* **What to work on**
The response must hold only the lines from the line containing "# point: rear" through the end of the listing, exactly as written.
Stored data START
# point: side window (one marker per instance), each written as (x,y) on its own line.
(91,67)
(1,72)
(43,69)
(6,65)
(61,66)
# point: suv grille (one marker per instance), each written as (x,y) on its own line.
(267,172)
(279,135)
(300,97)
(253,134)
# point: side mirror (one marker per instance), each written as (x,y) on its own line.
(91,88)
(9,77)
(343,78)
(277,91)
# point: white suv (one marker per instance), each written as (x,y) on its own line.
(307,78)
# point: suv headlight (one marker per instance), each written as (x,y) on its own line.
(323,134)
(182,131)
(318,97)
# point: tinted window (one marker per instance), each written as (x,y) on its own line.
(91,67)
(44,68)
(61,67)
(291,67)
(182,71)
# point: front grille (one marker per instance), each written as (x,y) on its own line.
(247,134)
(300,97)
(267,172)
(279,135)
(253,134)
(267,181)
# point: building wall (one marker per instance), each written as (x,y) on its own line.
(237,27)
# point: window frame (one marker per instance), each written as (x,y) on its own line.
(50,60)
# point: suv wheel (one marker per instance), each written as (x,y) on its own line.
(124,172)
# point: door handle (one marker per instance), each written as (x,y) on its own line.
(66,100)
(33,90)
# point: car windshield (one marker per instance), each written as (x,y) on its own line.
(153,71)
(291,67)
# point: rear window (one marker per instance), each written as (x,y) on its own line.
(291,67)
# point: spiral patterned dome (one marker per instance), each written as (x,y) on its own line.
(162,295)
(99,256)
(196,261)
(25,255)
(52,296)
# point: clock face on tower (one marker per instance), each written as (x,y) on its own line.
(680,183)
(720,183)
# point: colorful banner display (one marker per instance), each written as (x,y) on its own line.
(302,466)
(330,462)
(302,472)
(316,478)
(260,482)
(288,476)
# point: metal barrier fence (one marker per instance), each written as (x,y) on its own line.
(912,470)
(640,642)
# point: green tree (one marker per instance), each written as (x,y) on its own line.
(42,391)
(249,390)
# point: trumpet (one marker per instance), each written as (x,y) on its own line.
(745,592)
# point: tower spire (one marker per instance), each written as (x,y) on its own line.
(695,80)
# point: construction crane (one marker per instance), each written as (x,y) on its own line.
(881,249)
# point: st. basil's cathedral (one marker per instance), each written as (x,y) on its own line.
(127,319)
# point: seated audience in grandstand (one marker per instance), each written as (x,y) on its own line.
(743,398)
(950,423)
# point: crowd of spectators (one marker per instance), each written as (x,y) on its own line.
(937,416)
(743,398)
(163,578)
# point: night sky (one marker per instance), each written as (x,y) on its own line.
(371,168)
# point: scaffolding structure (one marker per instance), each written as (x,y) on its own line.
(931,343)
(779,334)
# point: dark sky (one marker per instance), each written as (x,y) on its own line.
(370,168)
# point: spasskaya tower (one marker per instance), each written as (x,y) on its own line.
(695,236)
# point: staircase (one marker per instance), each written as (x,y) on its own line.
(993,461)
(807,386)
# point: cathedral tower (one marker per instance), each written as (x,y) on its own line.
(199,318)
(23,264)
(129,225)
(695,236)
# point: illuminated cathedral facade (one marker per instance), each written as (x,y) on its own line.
Stored data END
* **Reply to the task**
# point: rear window (one marker per instance), each written as (x,y) on its own line.
(291,67)
# point: spiral patterned dome (one marker per instance), each written as (x,y) on its own line.
(162,295)
(99,256)
(196,261)
(25,255)
(52,296)
# point: clock face on tower (one marker per instance), each written as (x,y) on its own line.
(680,183)
(720,183)
# point: colorful banner display (one marker per instance), each written as (x,y) on its own line.
(302,466)
(330,462)
(302,472)
(316,478)
(260,482)
(288,476)
# point: metal barrier fence (one marker per instance), each written as (x,y) on its own line.
(912,470)
(640,642)
# point: green tree (one marker per instance), each written as (x,y) on its own line.
(42,391)
(249,390)
# point: trumpet (one marker per instance), each written as (x,y) on its own line.
(745,592)
# point: tower spire (one marker per instance), each written as (x,y) on its own line.
(695,80)
# point: construction crane (one marker per instance), each written as (x,y) on its own line.
(881,249)
# point: st. basil's cathedral (one marker per instance), each written as (x,y) on its own line.
(127,319)
# point: seated audience in grandstand (one marker per instance), each written as (x,y) on its own line.
(743,398)
(950,423)
# point: crowd of spectators (one marker per instance), each written as (x,y) on its own line.
(937,416)
(743,398)
(163,578)
# point: night sky (one marker per instance), each written as (x,y) on its own line.
(371,168)
# point: scaffolding structure (one marker per instance), each written as (x,y) on its own line.
(931,343)
(779,334)
# point: dark sky (one marker per instance), each written as (x,y) on its own line.
(370,168)
# point: spasskaya tower (one marker per instance), each written as (x,y) on its own line.
(695,236)
# point: staircase (one marker per instance), each written as (x,y) on its own line.
(993,461)
(807,386)
# point: cathedral tower (one marker per instance), each written as (x,y) on its own line.
(199,318)
(23,264)
(129,225)
(695,236)
# point: illuminated cathedral facade (one marker per instance), each written as (x,y) on its own line.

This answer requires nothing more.